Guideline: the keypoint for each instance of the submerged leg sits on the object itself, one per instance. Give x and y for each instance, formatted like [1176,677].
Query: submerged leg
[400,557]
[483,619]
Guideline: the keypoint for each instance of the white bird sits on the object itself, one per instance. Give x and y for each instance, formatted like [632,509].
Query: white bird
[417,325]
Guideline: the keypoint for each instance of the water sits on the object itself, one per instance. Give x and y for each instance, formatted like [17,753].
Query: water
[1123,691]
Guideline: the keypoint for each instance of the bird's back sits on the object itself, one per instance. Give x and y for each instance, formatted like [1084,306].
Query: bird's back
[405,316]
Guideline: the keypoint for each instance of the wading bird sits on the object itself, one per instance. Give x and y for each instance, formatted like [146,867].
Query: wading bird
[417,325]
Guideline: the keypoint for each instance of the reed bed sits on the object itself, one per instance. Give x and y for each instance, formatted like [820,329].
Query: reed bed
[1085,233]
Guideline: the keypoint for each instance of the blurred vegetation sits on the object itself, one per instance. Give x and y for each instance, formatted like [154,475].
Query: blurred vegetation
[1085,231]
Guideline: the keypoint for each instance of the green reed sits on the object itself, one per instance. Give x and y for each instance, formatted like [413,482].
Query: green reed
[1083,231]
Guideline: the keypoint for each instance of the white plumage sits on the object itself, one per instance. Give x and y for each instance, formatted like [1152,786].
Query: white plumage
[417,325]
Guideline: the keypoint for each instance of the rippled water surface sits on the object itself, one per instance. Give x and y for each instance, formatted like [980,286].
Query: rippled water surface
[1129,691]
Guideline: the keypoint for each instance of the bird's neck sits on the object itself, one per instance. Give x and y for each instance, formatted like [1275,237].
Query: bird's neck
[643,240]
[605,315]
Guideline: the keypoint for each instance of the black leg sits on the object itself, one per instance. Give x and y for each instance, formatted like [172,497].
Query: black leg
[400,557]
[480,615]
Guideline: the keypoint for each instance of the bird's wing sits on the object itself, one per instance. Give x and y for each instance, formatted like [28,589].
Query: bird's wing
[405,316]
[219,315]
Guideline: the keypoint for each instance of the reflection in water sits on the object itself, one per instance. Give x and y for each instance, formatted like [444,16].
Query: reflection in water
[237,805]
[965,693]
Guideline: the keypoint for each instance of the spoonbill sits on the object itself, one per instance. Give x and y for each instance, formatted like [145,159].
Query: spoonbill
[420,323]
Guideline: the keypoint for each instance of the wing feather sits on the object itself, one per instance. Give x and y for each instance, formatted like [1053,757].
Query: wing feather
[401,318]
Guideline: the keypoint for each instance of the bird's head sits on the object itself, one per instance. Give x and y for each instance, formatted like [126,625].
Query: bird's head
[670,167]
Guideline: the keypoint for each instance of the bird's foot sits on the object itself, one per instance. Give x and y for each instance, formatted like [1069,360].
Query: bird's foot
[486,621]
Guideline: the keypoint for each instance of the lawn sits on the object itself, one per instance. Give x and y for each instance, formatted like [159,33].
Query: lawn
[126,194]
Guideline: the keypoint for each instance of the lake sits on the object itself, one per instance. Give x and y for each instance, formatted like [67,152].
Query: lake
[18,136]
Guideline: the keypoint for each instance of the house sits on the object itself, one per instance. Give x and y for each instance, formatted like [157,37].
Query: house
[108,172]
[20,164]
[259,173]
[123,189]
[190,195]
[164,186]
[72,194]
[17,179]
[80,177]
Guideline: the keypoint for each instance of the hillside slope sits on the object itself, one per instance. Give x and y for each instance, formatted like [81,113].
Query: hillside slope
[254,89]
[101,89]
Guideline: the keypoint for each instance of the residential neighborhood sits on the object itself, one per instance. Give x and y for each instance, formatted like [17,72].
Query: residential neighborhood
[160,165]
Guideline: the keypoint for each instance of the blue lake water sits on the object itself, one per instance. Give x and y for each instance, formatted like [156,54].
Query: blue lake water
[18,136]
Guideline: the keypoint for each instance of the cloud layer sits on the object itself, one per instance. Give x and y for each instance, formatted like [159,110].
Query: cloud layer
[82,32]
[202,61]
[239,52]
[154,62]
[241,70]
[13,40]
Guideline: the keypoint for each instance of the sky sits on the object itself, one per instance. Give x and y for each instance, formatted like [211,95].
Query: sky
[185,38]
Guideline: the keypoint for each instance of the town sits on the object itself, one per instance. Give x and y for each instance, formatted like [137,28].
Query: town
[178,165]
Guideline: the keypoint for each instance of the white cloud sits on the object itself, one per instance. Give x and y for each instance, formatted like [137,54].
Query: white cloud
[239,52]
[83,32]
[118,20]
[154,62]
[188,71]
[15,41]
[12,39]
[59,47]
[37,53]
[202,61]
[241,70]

---

__What you need to do__
Please output all of the data above as a numbered list, with the blank lines left out.

__Exercise answer__
1. Guideline: the keypoint for each instance of the submerged leg sits on the object itself, one per instance. Give x and y for each instance, formatted like [1176,677].
2. Query: submerged leg
3. [400,557]
4. [483,619]
5. Guideline: the keypoint for each instance of the white bird sits on the object itself, one per instance. Give x and y for each instance, formatted like [632,509].
6. Query: white bird
7. [417,325]
8. Guideline: the keypoint for each instance of the water sits on the object itself, one per instance. Give x and y for each instance, formatted like [17,753].
9. Query: water
10. [1123,691]
11. Guideline: the keypoint for each instance of the bird's back sits on the object itself, one per instance. Give x and y for each instance, formatted like [1084,306].
12. Query: bird's back
13. [405,316]
14. Guideline: the keypoint for each instance of the wading bird sits on the object itself, one per instance. Give x and y for each instance, formatted like [146,867].
15. Query: wading bird
16. [417,325]
17. Guideline: the keypoint for each instance of the reed bed sits on the object itself, one per instance. Give x and y for each instance, formatted like [820,329].
18. Query: reed bed
19. [1085,233]
20. Guideline: the keypoint for each instance of the blurred vegetation sits on the object itself, one per instance. Give x and y for each instance, formatted like [154,475].
21. Query: blurred vegetation
22. [1085,231]
23. Guideline: the keypoint for each instance of the green reed sits on the object itself, one per instance. Give x and y for each instance, formatted like [413,482].
24. Query: green reed
25. [1083,231]
26. Guideline: the keypoint for each instance of the white plumage sits on the object itself, one per instance. Give x and y for each instance, formatted like [1152,786].
27. Query: white plumage
28. [417,325]
29. Guideline: the keypoint for each instance of the rippled water surface sits on the object itself, one per instance. Give x and y for each instance, formatted like [980,286].
30. Query: rippled water surface
31. [1129,691]
32. Guideline: the keypoint for each instance of the bird's neck sits on the object itself, one per instance. Give x and y for each instance, formatted like [1275,237].
33. Query: bird's neck
34. [643,240]
35. [605,315]
36. Guideline: the keypoint for each instance of the black leg sits on the object itself, one per instance. Give x and y for each instance, formatted like [172,497].
37. Query: black leg
38. [400,557]
39. [480,615]
40. Guideline: the keypoint for each instance of the bird's wing sits on the object itself, one per instance. Give x and y for each instance, formatted like [28,589].
41. Query: bird's wing
42. [405,316]
43. [219,315]
44. Guideline: the keypoint for each instance of the reflection in water sits on the object itself, one per instance. Give x and y for each instance, formatted like [444,16].
45. Query: reflection in water
46. [237,805]
47. [965,693]
48. Guideline: the keypoint for each instance of the spoonbill sits on the object itself, one per instance. Give x and y for each instance, formatted like [145,159].
49. Query: spoonbill
50. [420,323]
51. Guideline: the keypoint for each instance of the wing feather sits on the object itself, one per instance. Give x and y for each instance, formatted like [1053,757].
52. Query: wing feather
53. [401,318]
54. Guideline: the keypoint for each instance of the bird's head sits on the object itself, one per instance. Give x and y for each instance, formatted like [126,625].
55. Query: bird's head
56. [670,167]
57. Guideline: the keypoint for each instance of the bird's foot sits on the object itself, one per instance. Give x and y for each instance, formatted like [1069,360].
58. Query: bird's foot
59. [486,621]
60. Guideline: the keypoint for each instance of the lawn sits on the object itself, one per instance. Give x and y for each instance, formatted like [159,33].
61. Query: lawn
62. [126,194]
63. Guideline: the keypoint for each instance of the lake sits on the object itself, one per instance. Give x and y for each instance, formatted like [67,152].
64. Query: lake
65. [18,136]
66. Guideline: the keypoint for each instance of the house sits on the object itself, one per instance. Give x and y for each instance, formatted like [157,37].
67. Query: house
68. [108,172]
69. [20,164]
70. [259,173]
71. [123,189]
72. [190,195]
73. [164,186]
74. [72,194]
75. [17,179]
76. [80,177]
77. Guideline: the keypoint for each instance of the hillside slope sits on the object itself, one per instance. Give x and y for each instance, formatted like [81,113].
78. Query: hillside slope
79. [254,89]
80. [101,89]
81. Guideline: the keypoint for each instance of the residential neighborhood sits on the object itself, one per instance. Give x and y for each instance, formatted like [17,72].
82. Query: residential neighborhood
83. [160,165]
84. Guideline: the keypoint for each instance of the blue lake water sits on the object itself, one per instance. Give x and y for each instance, formatted like [156,54].
85. Query: blue lake water
86. [18,136]
87. Guideline: the keypoint for each instance of the cloud layer sits on the object itself, one per instance. Give x and y for each instance, formatted like [159,110].
88. Query: cloud layer
89. [82,32]
90. [202,61]
91. [239,52]
92. [154,62]
93. [241,70]
94. [13,40]
95. Guideline: the keypoint for each instance of the sky sits on the object itself, one per instance. Give x and y for each instance, formatted like [211,95].
96. Query: sky
97. [185,38]
98. Guideline: the keypoint for each instance of the town sits on the object itself, one per instance. Give x and y for each instance, formatted like [137,28].
99. Query: town
100. [178,165]
101. Guideline: the keypoint for each instance of the white cloud sits on the object itself, one per instance. Give x and y for each instance, formatted like [137,54].
102. Query: white cloud
103. [239,52]
104. [83,32]
105. [118,20]
106. [154,62]
107. [188,71]
108. [15,41]
109. [12,39]
110. [59,47]
111. [37,53]
112. [202,61]
113. [241,70]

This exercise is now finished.